*To do*: Which lines of the listing below contain the word "grass"? Return each of them in full.

*Input data*:
● ● ●
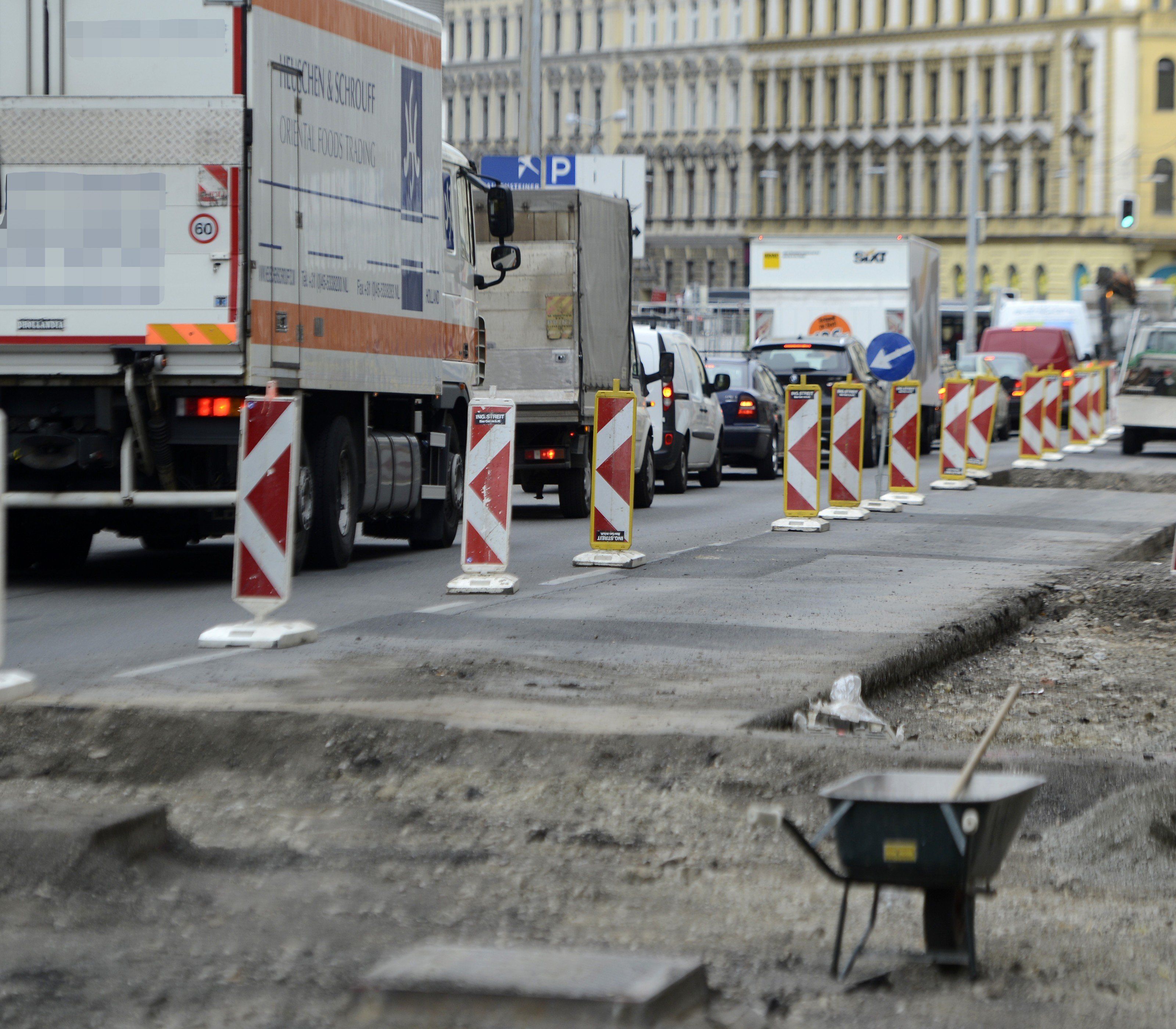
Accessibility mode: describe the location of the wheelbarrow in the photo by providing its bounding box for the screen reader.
● ● ●
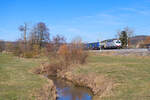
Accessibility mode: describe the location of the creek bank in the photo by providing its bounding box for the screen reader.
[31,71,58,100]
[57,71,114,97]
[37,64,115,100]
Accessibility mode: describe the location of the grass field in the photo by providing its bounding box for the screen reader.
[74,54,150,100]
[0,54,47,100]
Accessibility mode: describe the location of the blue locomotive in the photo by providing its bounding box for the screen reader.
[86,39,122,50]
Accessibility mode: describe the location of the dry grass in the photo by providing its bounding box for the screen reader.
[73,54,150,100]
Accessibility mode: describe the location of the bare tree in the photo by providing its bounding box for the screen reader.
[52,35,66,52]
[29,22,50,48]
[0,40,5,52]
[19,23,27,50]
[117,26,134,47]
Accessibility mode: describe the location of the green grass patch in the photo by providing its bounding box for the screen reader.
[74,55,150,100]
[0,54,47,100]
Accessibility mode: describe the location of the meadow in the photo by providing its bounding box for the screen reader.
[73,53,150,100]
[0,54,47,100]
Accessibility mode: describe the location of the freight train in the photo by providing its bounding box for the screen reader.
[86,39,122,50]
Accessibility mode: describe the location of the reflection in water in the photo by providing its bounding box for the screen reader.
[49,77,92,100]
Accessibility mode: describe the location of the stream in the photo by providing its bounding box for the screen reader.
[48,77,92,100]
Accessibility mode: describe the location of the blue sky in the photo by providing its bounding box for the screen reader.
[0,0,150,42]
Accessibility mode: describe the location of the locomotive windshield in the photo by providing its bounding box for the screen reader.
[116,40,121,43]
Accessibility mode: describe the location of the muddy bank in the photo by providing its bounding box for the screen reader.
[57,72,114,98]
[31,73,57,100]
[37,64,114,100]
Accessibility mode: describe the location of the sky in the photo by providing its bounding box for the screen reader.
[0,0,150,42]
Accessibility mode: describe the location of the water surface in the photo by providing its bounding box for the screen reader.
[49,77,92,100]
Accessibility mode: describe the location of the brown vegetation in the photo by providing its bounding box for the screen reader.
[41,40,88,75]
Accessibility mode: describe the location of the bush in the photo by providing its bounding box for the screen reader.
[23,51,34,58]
● ● ●
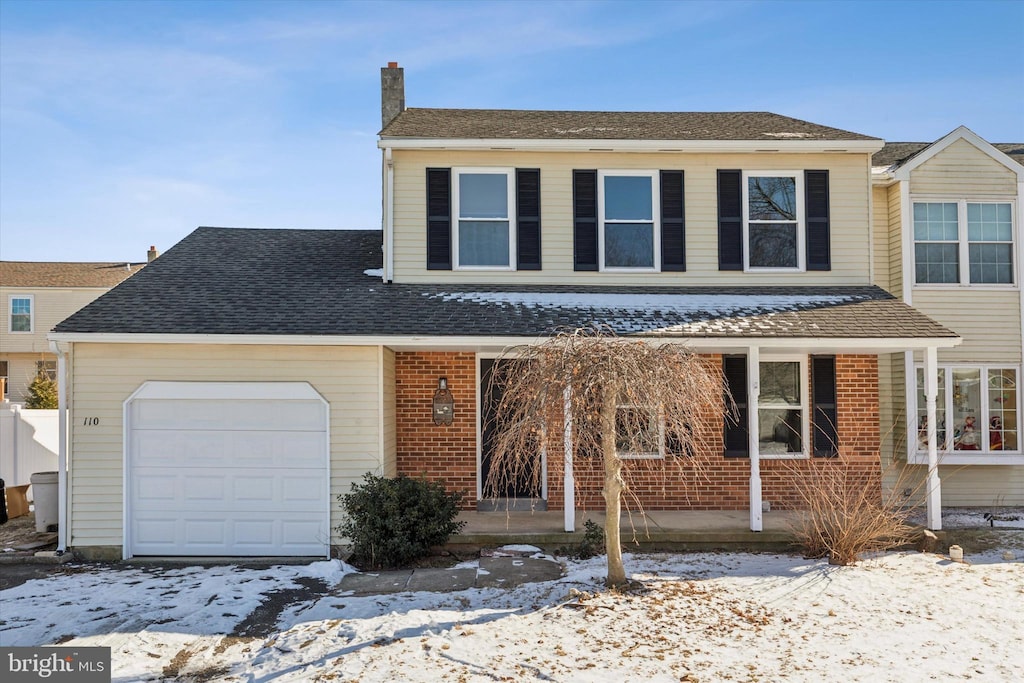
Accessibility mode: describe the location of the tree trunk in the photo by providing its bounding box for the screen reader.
● ● ●
*Solution*:
Accessibility mode: describe the location of the grass field in the photo by providing its bounding box for the screen reader.
Accessibility mode: describe the location of the dry grass in the photo by providing its bounding box for the screen reader.
Accessibility mode: describe the location of the green grass patch in the photo by providing its bounding box for the screen reader.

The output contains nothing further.